> What is being asked
Search the data for the string "below" and extract every line where it appears.

---------- Excerpted data ----------

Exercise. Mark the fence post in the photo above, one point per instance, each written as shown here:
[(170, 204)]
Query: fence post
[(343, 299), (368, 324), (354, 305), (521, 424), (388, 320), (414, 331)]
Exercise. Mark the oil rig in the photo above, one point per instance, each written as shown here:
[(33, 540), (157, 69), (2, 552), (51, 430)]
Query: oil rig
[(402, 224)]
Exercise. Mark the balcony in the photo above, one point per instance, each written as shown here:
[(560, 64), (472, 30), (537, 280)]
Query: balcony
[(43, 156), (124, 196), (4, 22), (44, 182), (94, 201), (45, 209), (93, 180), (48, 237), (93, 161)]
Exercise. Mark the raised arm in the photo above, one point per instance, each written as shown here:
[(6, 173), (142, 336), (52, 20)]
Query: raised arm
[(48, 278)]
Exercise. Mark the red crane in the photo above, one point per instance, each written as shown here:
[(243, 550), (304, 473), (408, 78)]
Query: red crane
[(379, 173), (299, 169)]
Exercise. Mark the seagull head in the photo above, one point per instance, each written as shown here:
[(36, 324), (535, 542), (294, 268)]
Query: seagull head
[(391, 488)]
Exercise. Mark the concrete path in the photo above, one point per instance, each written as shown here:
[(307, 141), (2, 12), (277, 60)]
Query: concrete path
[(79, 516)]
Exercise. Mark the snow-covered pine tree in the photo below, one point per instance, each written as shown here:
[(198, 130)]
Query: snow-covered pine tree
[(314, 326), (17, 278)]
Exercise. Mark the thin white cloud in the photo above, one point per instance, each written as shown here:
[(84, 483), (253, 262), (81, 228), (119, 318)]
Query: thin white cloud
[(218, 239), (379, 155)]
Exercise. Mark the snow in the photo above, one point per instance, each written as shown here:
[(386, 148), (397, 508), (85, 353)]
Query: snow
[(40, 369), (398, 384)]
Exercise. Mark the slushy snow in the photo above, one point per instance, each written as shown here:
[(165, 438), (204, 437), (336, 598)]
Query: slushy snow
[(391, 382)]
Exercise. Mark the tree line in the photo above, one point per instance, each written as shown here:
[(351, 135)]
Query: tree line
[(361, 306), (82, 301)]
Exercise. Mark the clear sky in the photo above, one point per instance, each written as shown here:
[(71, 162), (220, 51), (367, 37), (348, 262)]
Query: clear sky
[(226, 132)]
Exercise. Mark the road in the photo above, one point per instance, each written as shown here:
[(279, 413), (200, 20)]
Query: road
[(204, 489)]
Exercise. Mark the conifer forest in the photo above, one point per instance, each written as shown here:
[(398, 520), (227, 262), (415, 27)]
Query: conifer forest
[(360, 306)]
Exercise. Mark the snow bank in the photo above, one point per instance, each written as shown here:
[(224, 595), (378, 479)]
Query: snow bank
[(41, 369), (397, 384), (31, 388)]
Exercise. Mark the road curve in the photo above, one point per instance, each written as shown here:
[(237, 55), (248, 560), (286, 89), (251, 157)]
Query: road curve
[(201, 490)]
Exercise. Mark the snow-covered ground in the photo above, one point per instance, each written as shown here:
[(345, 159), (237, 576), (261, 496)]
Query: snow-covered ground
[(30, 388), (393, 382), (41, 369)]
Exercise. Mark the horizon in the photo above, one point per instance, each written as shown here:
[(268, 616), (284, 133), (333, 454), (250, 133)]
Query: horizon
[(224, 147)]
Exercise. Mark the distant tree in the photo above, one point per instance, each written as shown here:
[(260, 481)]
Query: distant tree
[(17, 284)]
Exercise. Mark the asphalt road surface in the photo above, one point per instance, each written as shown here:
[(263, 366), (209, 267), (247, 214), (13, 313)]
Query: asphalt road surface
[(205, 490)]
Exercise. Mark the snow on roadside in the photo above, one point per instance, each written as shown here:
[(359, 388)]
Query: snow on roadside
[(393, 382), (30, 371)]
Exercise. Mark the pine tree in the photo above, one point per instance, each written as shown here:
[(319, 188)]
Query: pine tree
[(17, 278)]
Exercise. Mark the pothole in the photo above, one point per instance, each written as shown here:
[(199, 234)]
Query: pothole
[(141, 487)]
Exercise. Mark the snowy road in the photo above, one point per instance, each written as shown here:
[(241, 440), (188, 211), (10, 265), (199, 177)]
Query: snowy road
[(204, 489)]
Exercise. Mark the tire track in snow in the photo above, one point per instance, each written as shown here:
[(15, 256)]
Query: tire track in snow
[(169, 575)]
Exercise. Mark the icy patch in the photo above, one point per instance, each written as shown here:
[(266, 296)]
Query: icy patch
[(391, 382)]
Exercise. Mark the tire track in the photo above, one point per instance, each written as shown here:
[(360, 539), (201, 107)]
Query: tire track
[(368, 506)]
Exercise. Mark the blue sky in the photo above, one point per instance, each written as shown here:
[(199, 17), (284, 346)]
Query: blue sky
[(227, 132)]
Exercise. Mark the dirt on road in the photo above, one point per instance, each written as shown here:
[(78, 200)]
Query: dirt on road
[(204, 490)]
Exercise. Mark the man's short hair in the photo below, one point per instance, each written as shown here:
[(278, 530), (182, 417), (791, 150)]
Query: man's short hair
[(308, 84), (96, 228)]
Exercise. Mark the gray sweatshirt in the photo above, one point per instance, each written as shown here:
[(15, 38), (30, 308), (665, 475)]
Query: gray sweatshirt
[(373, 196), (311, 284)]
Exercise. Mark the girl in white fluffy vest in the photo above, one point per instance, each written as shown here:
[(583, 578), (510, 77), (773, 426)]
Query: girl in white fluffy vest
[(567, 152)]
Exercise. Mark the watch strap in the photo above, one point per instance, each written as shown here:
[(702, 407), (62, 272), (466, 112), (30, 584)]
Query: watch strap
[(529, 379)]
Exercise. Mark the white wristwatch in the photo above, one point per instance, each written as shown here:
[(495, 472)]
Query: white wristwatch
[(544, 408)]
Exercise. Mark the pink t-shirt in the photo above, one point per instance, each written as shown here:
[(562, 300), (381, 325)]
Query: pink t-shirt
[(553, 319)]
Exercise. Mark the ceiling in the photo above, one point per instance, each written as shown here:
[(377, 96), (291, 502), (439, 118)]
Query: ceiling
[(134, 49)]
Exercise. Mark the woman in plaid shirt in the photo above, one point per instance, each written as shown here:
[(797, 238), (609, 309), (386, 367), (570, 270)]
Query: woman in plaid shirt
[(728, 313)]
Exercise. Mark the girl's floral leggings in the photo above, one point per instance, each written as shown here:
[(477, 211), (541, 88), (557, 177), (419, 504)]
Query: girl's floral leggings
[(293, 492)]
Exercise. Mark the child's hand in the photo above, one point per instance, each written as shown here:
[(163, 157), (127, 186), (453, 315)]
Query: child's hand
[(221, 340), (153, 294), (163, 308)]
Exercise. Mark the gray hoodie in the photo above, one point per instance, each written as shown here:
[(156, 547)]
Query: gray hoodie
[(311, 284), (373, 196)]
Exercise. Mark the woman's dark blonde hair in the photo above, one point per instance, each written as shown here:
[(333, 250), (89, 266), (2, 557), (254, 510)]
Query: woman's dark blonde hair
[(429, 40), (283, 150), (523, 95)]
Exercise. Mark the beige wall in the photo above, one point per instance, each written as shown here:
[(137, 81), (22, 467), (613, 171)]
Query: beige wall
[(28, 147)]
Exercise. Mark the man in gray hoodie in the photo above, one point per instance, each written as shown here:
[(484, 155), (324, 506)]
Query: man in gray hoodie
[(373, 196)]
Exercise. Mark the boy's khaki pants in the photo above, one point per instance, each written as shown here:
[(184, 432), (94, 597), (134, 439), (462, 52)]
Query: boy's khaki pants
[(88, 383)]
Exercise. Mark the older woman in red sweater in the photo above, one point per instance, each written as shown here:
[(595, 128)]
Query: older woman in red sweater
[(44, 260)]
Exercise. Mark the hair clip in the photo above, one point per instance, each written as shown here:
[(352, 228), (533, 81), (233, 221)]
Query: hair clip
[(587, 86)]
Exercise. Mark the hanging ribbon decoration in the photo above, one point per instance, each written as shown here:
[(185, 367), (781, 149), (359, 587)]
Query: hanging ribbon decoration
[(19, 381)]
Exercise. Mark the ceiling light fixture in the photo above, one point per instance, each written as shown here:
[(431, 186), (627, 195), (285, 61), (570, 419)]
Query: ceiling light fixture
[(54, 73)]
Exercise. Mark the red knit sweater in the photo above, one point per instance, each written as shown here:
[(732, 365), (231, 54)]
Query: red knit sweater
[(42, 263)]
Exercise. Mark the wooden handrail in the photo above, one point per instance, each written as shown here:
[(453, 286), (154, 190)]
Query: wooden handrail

----------

> Response
Exercise. Mark the snow-covered pine tree in the photo below, one point per instance, each written as shown here:
Exercise. Mark the man's short hair in the photo below, one point per instance, each written as shown here:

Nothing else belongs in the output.